**Given text**
※ ※ ※

Calculating the SASA of a given chain or group of chains separately from the rest of the structure, can be useful for measuring how buried a chain is in a given structure. The option --chain-groups can be used to do such a separate calculation, calling

$ freesasa --chain-groups=ABCD+XY 3wbm.pdb

produces the regular output for the structure 3WBM, but in addition it runs a separate calculation for the chains A, B, C and D as though X and Y aren't in the structure, and vice versa:

PARAMETERS
algorithm    : Lee & Richards
probe-radius : 1.400
threads      : 2
slices       : 20


####################

INPUT
source  : 3wbm.pdb
chains  : ABCDXY
atoms   : 3714

RESULTS (A^2)
Total   :   25190.77
Apolar  :   11552.38
Polar   :   13638.39
CHAIN A :    3785.49
CHAIN B :    4342.33
CHAIN C :    3961.12
CHAIN D :    4904.30
CHAIN X :    4156.46
CHAIN Y :    4041.08


####################

INPUT
source  : 3wbm.pdb
chains  : ABCD
atoms   : 2664

RESULTS (A^2)
Total   :   18202.78
Apolar  :    9799.46
Polar   :    8403.32
CHAIN A :    4243.12
CHAIN B :    4595.18
CHAIN C :    4427.11
CHAIN D :    4937.38


####################

INPUT
source  : 3wbm.pdb
chains  : XY
atoms   : 1050

RESULTS (A^2)

※ ※ ※

**Stated exercise**
Translate this sentence from the text on the --chain-groups option into Spanish: "Calculating the SASA of a given chain or group of chains separately from the rest of the structure, can be useful for measuring how buried a chain is in a given structure."

**Extracted entries**
※ ※ ※

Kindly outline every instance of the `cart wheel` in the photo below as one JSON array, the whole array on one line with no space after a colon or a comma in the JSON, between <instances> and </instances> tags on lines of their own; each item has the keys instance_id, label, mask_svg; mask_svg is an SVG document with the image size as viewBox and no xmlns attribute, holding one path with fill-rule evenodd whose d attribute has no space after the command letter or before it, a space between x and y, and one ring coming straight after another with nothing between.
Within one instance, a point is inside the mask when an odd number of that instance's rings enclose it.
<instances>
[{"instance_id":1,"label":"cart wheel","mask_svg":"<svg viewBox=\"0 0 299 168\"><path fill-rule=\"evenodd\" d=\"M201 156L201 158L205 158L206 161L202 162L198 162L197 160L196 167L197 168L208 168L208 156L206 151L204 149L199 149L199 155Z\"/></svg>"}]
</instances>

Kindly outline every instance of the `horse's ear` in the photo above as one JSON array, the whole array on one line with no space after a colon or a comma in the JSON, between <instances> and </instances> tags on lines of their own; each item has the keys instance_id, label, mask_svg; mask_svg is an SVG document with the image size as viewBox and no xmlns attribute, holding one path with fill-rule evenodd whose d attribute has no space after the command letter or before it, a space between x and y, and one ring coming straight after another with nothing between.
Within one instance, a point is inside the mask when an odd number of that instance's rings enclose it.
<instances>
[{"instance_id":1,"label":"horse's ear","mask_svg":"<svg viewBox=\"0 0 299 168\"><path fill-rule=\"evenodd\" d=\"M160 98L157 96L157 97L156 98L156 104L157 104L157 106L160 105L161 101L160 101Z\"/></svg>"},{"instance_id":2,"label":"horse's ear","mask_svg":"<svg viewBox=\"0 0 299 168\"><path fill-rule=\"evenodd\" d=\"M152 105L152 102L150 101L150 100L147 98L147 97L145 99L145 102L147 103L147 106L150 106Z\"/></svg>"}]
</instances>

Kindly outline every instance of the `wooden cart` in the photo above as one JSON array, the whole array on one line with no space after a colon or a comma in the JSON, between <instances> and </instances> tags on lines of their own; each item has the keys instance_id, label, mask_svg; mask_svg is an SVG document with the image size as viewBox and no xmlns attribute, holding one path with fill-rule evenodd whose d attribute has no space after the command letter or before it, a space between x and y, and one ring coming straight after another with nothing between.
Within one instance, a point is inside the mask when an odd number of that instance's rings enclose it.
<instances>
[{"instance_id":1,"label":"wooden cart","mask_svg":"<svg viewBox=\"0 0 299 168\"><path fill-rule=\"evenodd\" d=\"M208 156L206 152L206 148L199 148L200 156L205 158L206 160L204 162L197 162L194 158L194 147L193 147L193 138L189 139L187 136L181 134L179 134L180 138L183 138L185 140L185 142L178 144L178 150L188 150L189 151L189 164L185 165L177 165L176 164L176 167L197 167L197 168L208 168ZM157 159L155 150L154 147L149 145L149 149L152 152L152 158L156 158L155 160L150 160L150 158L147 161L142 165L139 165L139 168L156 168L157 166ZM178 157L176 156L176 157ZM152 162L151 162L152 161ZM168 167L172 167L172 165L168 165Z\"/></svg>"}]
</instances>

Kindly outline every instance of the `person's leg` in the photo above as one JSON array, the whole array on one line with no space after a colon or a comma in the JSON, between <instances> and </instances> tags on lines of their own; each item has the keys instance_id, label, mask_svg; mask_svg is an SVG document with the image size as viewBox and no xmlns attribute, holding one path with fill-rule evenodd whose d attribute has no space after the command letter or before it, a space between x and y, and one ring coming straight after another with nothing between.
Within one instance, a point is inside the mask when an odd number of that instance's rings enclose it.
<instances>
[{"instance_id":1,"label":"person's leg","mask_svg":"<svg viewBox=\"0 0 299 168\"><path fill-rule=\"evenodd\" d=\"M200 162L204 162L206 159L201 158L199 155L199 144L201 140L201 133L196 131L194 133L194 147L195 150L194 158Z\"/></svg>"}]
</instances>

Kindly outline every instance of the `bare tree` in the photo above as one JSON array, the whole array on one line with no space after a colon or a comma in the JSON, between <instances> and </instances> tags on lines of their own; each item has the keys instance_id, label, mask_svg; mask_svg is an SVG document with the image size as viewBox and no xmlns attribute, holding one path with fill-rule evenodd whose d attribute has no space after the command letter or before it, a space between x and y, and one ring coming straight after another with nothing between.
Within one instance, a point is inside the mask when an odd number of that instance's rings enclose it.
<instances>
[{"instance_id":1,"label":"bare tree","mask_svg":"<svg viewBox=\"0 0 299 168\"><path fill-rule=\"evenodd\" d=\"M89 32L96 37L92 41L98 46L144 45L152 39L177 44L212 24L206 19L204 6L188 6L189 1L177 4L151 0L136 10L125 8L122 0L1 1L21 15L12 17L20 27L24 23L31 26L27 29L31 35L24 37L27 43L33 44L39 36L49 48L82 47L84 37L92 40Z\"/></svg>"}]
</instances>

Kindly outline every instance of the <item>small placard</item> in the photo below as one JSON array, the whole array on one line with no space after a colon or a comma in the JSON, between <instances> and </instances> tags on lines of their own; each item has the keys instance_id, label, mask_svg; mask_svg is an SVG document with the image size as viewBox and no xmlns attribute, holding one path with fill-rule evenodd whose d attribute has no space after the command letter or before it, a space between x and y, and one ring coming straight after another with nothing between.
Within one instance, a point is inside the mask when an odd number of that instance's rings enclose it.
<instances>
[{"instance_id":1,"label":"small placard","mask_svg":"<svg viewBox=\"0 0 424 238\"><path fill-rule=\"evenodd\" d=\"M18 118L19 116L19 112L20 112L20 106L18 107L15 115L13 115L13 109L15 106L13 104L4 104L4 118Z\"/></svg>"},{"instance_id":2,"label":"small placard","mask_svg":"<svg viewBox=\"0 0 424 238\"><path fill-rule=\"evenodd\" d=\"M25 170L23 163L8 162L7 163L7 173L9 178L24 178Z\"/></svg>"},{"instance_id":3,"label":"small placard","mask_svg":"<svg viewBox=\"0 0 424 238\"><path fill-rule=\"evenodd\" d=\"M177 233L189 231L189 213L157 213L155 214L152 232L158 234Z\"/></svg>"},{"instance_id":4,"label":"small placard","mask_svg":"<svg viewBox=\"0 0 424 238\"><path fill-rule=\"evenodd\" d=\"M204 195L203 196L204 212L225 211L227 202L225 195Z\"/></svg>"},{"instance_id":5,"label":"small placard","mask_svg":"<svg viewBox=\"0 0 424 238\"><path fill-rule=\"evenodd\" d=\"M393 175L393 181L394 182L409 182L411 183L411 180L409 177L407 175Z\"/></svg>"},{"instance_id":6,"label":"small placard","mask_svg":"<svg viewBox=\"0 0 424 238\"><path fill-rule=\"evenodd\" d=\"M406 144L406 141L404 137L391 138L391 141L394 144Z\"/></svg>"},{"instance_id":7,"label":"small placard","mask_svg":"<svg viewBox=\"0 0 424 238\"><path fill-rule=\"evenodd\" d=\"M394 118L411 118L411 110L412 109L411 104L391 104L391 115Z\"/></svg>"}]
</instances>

※ ※ ※

**Task response**
Calcular el SASA de una cadena o de un grupo de cadenas dado por separado del resto de la estructura puede ser útil para medir qué tan enterrada está una cadena en una estructura dada.